### CONSEGNA
Puoi ricopiare integralmente, parola per parola, il brano sull'Inquisizione romana e la censura dei libri riportato qui sotto?

### BRANO DEL DOCUMENTO
-- -- --

Gian Pietro Carafa, il futuro inflessibile papa Paolo IV, responsabile dell’indice
del 1559, a Venezia dopo il 1527, si lamentò spesso della vendita indisturbata di
libri eretici, come pure fecero i nunzi che si avvicendarono in laguna in quegli stessi
anni.
La situazione mutò radicalmente nel corso degli anni ’40, dopo il fallimento dei tentativi
di riconciliazione con i protestanti. Con la bolla Licet ab initio papa Paolo III istituì il 21 luglio 1542 l’Inquisizione romana, un tribunale fortemente
centralizzato dotato di propri rappresentanti in ogni diocesi. Anche se a una giurisdizione
universale non si arrivò mai, poiché i domini spagnoli rimasero in buona parte soggetti
all’Inquisizione spagnola, e la Francia non le riconobbe possibilità di operare, da
quel momento l’azione repressiva contro l’eresia assunse un vigore e un’efficienza
che non avevano precedenti. L’impegno contro il libro fu una immediata conseguenza.
Si stima che almeno la metà dei processi di Inquisizione abbia qualche relazione con
la presenza di testi scritti o con la loro lettura.
2. Tra Chiesa e Stato
Si è visto che la bolla Inter sollicitudines del 1515 fissava i princìpi di massima di una censura ecclesiastica preventiva generalizzata.

-- -- --

### DATI ESTRATTI
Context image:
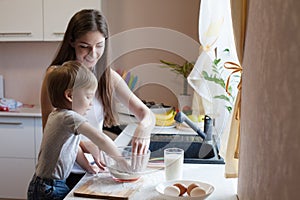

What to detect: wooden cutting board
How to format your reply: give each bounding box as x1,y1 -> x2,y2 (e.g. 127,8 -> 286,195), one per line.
74,176 -> 142,200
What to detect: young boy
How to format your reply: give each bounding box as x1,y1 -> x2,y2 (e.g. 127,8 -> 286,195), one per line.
27,61 -> 120,200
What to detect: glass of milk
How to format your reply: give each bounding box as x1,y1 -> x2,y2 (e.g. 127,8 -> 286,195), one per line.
164,148 -> 184,181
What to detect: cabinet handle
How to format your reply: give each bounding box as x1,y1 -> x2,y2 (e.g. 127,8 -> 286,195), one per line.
0,32 -> 32,37
53,32 -> 65,36
0,122 -> 22,126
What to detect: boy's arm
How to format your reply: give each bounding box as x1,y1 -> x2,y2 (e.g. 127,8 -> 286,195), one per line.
76,146 -> 100,174
78,122 -> 121,159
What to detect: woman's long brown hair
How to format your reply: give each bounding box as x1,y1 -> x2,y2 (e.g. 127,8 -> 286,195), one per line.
50,9 -> 117,126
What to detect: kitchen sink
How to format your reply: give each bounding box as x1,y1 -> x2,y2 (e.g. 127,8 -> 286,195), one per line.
149,134 -> 224,164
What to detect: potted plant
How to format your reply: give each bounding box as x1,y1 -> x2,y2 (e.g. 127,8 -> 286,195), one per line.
160,60 -> 194,95
160,60 -> 194,115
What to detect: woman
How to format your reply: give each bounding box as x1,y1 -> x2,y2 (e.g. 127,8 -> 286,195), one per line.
41,10 -> 155,188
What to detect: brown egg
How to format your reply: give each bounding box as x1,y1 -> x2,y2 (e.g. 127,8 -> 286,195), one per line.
190,187 -> 206,197
164,185 -> 180,197
173,183 -> 187,196
186,183 -> 199,196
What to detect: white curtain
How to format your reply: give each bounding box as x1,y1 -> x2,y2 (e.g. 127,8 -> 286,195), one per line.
188,0 -> 240,177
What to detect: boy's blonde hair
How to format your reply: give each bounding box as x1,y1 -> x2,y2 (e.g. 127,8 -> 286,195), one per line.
47,61 -> 98,109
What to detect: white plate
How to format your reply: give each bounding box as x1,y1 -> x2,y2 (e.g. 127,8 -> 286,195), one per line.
154,124 -> 176,129
155,180 -> 215,200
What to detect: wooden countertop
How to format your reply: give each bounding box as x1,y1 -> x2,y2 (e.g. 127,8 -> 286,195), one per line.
65,124 -> 238,200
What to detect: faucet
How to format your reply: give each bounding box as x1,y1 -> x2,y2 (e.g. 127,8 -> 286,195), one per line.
174,112 -> 212,141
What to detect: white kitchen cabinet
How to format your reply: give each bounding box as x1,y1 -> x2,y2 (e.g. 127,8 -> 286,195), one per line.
0,0 -> 101,41
0,0 -> 43,41
44,0 -> 101,41
0,116 -> 42,199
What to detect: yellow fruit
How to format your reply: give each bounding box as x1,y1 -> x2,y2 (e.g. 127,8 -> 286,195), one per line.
155,118 -> 175,126
154,109 -> 176,120
188,115 -> 198,122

-- -- --

### RISPOSTA
Gian Pietro Carafa, il futuro inflessibile papa Paolo IV, responsabile dell’indice
del 1559, a Venezia dopo il 1527, si lamentò spesso della vendita indisturbata di
libri eretici, come pure fecero i nunzi che si avvicendarono in laguna in quegli stessi
anni.
La situazione mutò radicalmente nel corso degli anni ’40, dopo il fallimento dei tentativi
di riconciliazione con i protestanti. Con la bolla Licet ab initio papa Paolo III istituì il 21 luglio 1542 l’Inquisizione romana, un tribunale fortemente
centralizzato dotato di propri rappresentanti in ogni diocesi. Anche se a una giurisdizione
universale non si arrivò mai, poiché i domini spagnoli rimasero in buona parte soggetti
all’Inquisizione spagnola, e la Francia non le riconobbe possibilità di operare, da
quel momento l’azione repressiva contro l’eresia assunse un vigore e un’efficienza
che non avevano precedenti. L’impegno contro il libro fu una immediata conseguenza.
Si stima che almeno la metà dei processi di Inquisizione abbia qualche relazione con
la presenza di testi scritti o con la loro lettura.
2. Tra Chiesa e Stato
Si è visto che la bolla Inter sollicitudines del 1515 fissava i princìpi di massima di una censura ecclesiastica preventiva generalizzata.